Extracted records
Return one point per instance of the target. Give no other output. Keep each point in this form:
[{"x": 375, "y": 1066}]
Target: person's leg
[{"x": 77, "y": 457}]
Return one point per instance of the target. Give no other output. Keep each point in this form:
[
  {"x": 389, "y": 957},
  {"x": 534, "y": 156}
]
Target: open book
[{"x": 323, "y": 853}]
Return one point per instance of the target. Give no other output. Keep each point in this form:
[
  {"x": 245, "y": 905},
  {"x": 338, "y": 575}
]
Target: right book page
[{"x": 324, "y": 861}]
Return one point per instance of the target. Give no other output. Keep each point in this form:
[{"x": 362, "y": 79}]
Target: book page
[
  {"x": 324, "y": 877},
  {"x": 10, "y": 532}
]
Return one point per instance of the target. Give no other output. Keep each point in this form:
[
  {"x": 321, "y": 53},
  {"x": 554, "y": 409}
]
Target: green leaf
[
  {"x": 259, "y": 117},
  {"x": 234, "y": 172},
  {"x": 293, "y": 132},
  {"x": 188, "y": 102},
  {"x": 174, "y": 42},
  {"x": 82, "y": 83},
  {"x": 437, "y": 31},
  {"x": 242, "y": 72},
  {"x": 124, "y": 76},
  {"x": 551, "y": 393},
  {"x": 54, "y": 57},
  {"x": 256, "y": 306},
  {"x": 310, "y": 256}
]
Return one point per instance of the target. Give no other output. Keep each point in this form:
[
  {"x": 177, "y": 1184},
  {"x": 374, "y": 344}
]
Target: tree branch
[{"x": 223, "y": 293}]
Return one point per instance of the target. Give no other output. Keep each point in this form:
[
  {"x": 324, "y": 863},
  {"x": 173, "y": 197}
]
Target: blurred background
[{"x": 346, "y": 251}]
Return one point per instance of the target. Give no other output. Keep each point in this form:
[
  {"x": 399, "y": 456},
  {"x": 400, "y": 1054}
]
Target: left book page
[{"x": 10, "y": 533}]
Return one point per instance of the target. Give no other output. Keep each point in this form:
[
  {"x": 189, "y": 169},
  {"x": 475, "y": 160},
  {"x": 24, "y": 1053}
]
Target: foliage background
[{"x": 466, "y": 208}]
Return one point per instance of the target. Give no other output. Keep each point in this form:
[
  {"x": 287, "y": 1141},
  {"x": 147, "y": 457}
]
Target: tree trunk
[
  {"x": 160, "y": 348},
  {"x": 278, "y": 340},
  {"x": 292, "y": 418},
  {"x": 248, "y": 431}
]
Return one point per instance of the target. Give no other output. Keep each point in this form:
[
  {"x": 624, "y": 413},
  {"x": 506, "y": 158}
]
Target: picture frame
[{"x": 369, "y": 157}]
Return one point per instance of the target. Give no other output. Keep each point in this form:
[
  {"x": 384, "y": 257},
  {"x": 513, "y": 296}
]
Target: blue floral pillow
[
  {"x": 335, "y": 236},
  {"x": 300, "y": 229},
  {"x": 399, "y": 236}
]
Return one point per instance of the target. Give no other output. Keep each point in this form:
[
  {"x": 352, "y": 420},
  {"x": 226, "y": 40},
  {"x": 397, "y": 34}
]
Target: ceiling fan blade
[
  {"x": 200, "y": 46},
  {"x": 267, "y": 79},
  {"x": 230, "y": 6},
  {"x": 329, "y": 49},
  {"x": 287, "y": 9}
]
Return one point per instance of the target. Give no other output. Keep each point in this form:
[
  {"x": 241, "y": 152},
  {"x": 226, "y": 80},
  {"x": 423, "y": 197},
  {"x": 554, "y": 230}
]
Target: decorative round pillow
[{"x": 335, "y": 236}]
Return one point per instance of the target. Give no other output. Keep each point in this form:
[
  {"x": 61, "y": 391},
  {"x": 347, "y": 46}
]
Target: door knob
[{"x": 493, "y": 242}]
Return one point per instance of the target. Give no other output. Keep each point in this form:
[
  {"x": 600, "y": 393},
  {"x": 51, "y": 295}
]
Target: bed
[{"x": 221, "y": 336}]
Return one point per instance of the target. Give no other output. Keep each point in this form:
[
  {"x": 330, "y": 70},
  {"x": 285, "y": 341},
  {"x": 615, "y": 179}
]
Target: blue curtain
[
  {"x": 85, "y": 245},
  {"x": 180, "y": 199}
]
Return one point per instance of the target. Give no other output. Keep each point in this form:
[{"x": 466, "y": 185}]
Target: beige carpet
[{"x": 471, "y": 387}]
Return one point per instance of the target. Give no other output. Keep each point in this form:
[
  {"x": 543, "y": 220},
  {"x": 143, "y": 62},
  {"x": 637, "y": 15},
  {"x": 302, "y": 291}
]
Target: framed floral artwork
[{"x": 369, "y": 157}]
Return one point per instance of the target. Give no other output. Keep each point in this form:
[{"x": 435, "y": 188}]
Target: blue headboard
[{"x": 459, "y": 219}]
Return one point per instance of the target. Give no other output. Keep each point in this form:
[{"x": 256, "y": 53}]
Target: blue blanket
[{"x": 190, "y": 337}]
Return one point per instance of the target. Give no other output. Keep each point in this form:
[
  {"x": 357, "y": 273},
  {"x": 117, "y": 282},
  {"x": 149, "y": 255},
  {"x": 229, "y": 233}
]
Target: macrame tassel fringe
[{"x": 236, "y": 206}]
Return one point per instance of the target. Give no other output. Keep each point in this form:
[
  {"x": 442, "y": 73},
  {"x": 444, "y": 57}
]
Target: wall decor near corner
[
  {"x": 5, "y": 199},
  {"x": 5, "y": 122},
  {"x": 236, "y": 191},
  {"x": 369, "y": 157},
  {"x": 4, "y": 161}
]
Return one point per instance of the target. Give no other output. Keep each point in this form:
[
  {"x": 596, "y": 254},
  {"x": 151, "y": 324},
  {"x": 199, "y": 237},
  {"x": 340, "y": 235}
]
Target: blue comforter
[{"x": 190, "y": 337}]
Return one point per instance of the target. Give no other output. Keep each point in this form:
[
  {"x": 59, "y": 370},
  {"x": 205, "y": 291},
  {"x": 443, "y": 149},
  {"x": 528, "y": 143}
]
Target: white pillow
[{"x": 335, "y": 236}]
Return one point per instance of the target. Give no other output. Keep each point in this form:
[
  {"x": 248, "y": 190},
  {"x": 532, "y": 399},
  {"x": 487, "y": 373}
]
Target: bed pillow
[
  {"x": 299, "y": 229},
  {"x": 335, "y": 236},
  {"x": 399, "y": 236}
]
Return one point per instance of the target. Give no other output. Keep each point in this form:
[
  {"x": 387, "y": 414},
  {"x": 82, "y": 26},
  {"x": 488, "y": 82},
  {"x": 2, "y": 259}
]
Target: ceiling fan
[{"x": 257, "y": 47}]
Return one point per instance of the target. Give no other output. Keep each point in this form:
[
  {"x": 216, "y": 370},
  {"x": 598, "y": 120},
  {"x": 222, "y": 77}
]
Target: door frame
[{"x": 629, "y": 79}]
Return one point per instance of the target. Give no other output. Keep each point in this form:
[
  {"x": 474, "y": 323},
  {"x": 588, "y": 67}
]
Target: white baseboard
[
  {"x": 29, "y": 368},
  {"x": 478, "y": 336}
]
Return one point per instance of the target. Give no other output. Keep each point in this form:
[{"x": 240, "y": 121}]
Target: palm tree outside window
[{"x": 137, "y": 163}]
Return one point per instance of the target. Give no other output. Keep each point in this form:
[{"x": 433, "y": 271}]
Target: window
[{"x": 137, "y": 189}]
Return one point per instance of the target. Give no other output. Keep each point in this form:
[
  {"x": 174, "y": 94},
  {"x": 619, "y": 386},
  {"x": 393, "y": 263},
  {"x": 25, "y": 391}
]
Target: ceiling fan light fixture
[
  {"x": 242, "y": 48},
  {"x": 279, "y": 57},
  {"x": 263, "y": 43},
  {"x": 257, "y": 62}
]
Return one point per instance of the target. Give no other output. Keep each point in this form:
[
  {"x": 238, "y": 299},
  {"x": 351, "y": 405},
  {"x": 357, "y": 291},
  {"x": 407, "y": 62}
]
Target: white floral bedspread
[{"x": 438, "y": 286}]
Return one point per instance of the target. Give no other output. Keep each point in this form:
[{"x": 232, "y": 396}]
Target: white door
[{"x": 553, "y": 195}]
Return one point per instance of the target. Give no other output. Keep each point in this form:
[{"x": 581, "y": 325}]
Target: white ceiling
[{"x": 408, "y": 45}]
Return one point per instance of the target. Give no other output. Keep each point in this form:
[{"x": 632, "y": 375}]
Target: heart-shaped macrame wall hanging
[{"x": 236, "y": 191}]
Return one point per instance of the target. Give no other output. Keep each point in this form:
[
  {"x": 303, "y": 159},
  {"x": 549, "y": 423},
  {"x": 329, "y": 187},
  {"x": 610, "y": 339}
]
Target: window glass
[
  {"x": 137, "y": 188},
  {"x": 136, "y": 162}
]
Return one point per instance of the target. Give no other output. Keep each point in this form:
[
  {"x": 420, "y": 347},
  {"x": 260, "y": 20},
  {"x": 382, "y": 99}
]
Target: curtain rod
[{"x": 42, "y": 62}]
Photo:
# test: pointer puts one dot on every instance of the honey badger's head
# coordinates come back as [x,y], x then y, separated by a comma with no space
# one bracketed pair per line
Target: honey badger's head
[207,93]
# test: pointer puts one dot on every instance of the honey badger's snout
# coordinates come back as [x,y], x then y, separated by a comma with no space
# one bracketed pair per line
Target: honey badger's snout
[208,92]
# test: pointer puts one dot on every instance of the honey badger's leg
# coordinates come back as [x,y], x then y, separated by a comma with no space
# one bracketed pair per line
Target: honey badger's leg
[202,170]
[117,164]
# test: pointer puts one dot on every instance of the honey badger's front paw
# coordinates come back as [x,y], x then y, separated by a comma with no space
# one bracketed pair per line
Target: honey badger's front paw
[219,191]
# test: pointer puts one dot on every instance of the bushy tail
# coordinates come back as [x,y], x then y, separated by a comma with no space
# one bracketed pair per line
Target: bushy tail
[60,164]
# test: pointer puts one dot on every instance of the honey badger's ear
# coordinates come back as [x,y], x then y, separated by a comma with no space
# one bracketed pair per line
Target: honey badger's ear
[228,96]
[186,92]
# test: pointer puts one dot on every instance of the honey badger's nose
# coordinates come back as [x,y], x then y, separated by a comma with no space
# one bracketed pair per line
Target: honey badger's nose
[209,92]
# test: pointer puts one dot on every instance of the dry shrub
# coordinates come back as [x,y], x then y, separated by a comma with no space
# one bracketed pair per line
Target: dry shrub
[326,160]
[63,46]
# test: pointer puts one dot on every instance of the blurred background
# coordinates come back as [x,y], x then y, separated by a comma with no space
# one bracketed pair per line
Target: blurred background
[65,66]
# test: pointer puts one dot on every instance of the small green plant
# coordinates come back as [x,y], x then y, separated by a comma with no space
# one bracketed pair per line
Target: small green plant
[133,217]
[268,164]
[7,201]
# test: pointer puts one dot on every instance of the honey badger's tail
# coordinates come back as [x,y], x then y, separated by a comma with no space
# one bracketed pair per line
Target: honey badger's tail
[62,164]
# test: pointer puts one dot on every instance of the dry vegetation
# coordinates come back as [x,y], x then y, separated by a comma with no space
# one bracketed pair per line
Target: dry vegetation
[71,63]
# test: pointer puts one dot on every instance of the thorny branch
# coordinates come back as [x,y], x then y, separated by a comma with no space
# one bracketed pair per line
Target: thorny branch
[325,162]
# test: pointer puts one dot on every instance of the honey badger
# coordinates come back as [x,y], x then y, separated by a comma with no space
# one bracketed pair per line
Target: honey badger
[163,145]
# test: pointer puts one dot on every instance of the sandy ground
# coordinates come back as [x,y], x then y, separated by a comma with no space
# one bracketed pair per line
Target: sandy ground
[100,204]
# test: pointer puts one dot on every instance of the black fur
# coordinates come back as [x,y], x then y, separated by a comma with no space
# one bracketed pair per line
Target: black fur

WHAT YOU ARE ASKED TO DO ▸
Across the records above, how many lines does the word "black" appear on? Reply with the number only.

OUTPUT OF THE EXERCISE ▸
2